▶ **What you will do**: According to the Caveday book list, how many approaches to living does How To Live present?

▶ **Text provided**:
Caveday's Top Books of 2022
Like most years, we spent a lot of our time in 2022 reading. While not all of these books were written or released this past year, these are the ones we read that stuck out as the most impactful on our thinking– they cover a wide range of topics from work skills, our brain, community, work, life advice, racism, and more.
Take a look and hope something here will change the way you think, too!
Range
David Epstein
Our culture promotes specialization and committing to a single talent. But the most successful people and the most interesting and viable solutions come from a breadth of experience. Lots of great notes about being stuck in sunk costs vs changing paths for a better fit and how that serves people as they learn about themselves. It’s a great read if you identify as someone with multiple interests or are curious about non-linear career thinking.
The Overstory
Richard Powers
This may be the only book of fiction I’ve ever read that had such a deep impact on how I see the world, and more specifically, trees. It’s definitely the first one as a Caveday recommendation. 9 complex individuals with different relationships to trees all come together in different ways. One big takeaway was about looking at life through a tree’s timeline (much longer much slower).
How To Live
Derek Sivers
27 approaches to living your life that all intersect and overlap and conflict with each other. It makes you really reconsider that all advice is just one approach to living and there are lots of ways to live. It’s not a very long book, less than 100 pages, but a book that you can’t read more than about 10 pages without needing to put it down and really sit with what you just read.

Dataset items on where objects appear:
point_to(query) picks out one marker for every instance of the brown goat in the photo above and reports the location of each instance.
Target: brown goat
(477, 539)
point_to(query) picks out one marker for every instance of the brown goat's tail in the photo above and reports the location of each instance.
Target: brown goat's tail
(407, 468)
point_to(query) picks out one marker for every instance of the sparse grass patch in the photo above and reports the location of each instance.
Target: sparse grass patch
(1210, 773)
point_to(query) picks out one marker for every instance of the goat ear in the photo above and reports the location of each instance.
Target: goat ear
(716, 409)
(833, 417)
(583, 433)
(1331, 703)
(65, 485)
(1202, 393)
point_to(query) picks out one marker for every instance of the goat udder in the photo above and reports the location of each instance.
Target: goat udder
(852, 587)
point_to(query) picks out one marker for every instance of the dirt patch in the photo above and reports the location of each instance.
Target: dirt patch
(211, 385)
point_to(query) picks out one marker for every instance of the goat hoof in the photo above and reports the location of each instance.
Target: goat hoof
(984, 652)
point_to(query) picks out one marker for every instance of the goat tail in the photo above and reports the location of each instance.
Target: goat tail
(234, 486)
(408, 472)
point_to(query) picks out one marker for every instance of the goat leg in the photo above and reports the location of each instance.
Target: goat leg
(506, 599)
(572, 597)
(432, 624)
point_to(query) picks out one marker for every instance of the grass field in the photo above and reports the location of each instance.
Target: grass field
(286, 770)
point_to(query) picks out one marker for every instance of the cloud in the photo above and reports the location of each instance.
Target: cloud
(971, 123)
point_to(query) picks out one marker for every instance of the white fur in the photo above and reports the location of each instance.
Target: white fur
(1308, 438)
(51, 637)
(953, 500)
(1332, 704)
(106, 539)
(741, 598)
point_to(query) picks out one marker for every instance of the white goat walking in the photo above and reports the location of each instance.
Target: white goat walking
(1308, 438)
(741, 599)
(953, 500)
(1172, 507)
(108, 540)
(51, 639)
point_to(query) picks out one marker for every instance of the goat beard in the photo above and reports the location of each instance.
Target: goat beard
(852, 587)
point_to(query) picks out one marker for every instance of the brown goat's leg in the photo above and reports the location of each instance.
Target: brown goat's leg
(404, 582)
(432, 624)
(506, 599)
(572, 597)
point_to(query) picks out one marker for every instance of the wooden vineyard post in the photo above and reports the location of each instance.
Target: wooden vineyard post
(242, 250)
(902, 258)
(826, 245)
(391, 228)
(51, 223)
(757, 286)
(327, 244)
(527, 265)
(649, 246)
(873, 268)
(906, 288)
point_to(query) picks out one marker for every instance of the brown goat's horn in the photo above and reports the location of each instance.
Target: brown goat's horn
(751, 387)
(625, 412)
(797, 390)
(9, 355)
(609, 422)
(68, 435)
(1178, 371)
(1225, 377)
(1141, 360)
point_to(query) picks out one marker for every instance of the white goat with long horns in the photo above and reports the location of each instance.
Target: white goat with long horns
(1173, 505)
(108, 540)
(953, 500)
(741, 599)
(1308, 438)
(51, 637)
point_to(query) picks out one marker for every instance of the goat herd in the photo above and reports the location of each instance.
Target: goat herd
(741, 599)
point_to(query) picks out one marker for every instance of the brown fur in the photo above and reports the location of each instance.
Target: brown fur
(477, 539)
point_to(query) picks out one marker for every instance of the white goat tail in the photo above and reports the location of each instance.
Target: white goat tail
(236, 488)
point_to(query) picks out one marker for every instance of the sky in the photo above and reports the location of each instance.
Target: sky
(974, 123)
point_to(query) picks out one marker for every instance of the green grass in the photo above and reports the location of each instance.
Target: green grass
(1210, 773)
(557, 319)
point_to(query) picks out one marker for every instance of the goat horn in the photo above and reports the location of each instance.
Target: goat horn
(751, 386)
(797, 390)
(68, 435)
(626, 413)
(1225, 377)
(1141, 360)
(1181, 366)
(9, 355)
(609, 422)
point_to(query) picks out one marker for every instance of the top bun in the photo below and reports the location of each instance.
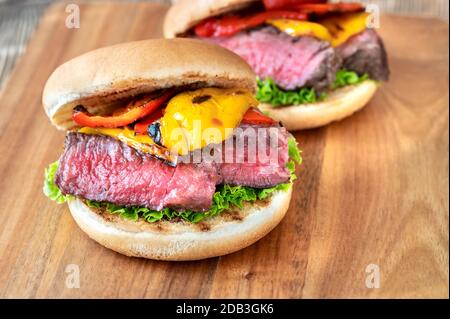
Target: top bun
(184, 14)
(101, 77)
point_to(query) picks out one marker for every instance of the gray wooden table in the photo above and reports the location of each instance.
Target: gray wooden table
(18, 19)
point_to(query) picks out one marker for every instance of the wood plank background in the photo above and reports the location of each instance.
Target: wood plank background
(373, 189)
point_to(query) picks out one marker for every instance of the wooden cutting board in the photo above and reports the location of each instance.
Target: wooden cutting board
(373, 189)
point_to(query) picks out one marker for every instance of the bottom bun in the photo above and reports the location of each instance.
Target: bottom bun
(339, 104)
(165, 240)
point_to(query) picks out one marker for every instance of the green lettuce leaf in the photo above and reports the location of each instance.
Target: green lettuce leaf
(224, 198)
(50, 189)
(345, 77)
(270, 92)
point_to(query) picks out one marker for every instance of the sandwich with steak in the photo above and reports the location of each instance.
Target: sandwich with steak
(316, 62)
(166, 155)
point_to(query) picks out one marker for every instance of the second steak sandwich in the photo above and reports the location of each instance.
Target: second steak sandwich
(166, 155)
(317, 62)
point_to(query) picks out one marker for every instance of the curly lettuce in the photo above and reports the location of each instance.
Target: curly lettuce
(270, 92)
(225, 197)
(50, 189)
(345, 77)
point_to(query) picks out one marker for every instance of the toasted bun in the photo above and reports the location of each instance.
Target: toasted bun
(184, 14)
(99, 78)
(224, 234)
(339, 104)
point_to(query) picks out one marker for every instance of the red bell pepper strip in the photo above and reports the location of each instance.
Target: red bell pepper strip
(229, 25)
(254, 116)
(134, 111)
(283, 4)
(320, 9)
(141, 127)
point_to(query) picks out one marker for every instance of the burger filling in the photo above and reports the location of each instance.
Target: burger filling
(175, 154)
(300, 51)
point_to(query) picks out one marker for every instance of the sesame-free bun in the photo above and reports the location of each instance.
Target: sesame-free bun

▶ **Worked solution**: 27 approaches.